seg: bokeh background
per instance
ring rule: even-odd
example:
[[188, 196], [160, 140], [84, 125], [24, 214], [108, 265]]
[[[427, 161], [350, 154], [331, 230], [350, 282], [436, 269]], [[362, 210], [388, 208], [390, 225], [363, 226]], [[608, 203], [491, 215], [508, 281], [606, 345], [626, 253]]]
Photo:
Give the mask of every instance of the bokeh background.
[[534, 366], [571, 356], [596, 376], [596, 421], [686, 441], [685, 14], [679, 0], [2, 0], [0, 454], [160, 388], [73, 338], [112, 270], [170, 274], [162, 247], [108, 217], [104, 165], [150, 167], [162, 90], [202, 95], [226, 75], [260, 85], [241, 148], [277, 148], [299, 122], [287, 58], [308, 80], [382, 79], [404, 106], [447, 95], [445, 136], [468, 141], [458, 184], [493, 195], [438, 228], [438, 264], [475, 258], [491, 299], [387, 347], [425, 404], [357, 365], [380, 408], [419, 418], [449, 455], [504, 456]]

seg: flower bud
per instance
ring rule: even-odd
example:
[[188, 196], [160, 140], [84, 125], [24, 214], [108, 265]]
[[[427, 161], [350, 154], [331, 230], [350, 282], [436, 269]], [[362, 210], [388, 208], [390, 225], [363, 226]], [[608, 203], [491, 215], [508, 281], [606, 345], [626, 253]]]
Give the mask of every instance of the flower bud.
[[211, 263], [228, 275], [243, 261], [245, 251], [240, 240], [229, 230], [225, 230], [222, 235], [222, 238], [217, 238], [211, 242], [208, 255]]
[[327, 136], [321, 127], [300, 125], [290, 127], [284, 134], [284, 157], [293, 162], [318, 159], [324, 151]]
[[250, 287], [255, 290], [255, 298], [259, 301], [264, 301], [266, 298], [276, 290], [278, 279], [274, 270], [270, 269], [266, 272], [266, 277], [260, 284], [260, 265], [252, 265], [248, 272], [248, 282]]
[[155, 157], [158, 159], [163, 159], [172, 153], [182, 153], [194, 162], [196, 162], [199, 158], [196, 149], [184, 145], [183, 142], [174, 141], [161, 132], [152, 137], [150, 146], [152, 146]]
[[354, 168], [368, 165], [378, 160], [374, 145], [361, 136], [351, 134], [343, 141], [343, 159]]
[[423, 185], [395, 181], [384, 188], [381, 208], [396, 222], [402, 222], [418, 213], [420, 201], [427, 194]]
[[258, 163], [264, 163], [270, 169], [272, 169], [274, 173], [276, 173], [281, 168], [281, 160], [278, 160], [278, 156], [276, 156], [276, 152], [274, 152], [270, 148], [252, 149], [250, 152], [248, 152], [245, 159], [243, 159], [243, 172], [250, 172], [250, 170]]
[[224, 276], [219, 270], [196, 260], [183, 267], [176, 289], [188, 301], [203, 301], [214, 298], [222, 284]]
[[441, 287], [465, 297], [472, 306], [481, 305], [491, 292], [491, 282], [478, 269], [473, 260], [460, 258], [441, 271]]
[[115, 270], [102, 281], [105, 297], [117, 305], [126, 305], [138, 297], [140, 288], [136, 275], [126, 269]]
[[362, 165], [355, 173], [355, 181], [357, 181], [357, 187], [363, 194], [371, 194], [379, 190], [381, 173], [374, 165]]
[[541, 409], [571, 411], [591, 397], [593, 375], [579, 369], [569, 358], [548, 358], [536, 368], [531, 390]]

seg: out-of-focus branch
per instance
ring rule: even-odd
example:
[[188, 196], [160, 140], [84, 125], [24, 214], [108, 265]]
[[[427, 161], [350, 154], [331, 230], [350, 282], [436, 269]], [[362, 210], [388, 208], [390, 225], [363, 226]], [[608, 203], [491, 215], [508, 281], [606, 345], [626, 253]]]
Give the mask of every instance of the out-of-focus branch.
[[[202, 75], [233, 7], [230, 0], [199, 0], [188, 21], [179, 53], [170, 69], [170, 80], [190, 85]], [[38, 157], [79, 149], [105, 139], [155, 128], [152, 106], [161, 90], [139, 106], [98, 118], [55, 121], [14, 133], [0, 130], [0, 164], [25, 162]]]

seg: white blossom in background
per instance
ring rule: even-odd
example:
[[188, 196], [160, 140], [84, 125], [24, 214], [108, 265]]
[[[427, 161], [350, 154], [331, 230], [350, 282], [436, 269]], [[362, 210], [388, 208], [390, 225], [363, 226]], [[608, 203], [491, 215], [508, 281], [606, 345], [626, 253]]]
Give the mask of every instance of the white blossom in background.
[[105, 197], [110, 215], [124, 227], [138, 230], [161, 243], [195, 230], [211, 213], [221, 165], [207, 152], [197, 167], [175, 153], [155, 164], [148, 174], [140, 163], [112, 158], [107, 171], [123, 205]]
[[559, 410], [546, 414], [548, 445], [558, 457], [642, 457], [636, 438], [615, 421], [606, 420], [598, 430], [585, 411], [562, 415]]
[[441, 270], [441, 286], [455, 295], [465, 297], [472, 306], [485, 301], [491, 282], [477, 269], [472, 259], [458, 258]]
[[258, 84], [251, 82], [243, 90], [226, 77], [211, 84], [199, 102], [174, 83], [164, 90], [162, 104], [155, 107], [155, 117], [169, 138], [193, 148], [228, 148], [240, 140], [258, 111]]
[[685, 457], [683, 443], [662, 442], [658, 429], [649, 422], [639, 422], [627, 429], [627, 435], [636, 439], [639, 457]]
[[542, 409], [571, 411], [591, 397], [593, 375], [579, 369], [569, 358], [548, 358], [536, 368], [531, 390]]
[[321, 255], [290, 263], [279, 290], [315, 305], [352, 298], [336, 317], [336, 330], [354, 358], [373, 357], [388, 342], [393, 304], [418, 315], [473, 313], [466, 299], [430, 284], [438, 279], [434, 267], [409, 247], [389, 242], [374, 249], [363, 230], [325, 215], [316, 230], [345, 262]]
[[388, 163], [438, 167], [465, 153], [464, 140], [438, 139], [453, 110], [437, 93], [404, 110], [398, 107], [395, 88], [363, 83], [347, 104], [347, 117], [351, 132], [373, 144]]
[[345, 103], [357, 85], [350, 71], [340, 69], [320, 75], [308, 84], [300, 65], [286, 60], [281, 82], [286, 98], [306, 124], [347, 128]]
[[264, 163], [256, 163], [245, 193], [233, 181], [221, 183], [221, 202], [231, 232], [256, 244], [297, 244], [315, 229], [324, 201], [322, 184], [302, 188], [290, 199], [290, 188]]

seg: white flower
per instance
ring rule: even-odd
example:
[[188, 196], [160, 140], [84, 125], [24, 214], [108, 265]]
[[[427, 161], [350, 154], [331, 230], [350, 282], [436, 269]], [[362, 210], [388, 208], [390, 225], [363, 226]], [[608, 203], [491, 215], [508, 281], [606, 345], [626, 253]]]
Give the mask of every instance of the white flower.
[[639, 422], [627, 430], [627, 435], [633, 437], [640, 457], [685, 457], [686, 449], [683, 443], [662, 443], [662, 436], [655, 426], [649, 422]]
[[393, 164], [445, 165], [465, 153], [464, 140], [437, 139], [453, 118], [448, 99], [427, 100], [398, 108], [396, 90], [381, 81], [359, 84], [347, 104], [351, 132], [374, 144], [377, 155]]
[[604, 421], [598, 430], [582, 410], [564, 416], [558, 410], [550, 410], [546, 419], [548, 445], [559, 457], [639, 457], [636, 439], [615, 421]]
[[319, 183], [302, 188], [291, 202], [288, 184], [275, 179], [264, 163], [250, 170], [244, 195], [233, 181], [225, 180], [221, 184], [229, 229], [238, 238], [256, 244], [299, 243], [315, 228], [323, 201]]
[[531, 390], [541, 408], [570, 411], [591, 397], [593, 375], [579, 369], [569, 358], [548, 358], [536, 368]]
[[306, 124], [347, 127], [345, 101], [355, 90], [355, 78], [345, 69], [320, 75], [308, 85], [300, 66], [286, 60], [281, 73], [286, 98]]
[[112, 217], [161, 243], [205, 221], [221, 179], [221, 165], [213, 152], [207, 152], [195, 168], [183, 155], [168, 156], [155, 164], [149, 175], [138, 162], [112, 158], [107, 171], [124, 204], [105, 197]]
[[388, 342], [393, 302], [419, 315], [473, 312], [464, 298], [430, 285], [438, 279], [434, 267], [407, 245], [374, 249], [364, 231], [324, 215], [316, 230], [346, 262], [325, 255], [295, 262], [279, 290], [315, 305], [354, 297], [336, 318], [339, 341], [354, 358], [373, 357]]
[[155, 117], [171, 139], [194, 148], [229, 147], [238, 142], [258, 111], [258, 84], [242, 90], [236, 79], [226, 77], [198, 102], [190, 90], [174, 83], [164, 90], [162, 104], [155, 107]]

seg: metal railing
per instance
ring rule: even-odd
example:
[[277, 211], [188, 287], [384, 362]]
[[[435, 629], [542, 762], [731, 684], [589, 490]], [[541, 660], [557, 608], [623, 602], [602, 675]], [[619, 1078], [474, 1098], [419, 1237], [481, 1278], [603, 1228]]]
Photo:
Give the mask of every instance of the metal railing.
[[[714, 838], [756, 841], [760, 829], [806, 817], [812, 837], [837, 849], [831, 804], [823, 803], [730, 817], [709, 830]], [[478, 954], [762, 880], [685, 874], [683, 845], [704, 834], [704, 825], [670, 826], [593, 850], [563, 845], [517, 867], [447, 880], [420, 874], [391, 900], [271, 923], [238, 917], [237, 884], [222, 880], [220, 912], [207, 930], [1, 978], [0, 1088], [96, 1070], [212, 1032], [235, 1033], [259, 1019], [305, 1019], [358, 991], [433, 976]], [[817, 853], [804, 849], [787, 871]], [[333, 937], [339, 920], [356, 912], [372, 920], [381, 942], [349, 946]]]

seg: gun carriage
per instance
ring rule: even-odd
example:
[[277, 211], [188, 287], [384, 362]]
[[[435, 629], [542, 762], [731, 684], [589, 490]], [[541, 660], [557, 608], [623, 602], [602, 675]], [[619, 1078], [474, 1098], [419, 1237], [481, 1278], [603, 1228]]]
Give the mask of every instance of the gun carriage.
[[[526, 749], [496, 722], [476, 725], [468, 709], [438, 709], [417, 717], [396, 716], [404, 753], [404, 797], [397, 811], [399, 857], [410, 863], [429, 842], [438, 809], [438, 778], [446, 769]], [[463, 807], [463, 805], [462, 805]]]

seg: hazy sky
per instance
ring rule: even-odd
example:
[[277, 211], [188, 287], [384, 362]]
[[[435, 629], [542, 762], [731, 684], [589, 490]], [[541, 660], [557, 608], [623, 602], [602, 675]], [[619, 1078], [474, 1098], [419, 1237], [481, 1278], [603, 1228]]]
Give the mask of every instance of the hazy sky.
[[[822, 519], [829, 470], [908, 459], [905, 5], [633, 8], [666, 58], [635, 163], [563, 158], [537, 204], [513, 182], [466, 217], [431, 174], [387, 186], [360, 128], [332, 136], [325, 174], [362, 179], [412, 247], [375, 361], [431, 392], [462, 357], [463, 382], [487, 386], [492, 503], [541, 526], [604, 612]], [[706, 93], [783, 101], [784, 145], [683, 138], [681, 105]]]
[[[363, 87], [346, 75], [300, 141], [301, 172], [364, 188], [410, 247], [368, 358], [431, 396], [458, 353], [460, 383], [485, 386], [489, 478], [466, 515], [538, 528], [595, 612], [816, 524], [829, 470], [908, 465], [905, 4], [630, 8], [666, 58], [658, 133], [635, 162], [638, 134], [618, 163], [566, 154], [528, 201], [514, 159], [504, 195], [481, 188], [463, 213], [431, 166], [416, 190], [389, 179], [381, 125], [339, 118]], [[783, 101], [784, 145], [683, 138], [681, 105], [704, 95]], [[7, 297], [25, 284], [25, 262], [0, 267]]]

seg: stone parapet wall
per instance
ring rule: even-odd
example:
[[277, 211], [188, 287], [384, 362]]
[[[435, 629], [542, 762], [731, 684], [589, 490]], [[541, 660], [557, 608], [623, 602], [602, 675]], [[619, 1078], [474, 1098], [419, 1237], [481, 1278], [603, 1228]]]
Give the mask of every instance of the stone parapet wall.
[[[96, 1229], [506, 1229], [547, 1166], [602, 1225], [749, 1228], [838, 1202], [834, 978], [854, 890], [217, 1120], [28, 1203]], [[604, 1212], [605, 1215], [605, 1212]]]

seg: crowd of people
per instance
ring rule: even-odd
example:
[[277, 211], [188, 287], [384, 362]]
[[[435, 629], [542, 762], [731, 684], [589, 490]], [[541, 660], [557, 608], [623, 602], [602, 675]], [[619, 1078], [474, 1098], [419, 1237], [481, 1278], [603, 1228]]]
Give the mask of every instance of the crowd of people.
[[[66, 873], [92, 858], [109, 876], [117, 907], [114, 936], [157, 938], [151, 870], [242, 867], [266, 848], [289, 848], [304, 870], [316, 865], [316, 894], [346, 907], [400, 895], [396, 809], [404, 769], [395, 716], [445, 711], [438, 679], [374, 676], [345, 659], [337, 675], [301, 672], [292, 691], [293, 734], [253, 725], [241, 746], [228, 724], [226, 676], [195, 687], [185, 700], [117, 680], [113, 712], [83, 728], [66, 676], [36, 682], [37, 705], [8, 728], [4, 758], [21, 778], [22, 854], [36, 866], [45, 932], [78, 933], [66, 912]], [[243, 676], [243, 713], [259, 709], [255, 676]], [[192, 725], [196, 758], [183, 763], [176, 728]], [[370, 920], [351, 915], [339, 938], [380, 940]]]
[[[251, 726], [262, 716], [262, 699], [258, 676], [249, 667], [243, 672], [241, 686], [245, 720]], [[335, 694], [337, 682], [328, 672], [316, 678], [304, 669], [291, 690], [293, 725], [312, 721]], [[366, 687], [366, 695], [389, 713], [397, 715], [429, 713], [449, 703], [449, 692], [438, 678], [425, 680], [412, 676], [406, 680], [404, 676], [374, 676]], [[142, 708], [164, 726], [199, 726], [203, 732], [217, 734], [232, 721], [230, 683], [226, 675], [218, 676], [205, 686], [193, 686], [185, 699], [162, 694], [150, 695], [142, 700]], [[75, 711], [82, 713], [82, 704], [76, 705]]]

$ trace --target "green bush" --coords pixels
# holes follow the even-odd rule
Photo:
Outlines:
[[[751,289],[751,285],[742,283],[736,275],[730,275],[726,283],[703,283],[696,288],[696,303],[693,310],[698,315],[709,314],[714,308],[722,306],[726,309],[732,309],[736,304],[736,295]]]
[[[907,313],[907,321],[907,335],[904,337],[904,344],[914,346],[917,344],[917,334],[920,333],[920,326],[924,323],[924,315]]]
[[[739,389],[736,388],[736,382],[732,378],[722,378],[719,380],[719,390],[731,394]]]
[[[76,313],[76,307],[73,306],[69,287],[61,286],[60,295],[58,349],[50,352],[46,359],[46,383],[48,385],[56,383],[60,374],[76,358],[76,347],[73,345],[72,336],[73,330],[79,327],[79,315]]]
++++
TASK TO CARRY OUT: Find each line in the rows above that contains the string "wall", and copy those lines out in full. Match case exactly.

ANSWER TO THE EXERCISE:
seg: stone parapet wall
Give the mask of every instance of the stone parapet wall.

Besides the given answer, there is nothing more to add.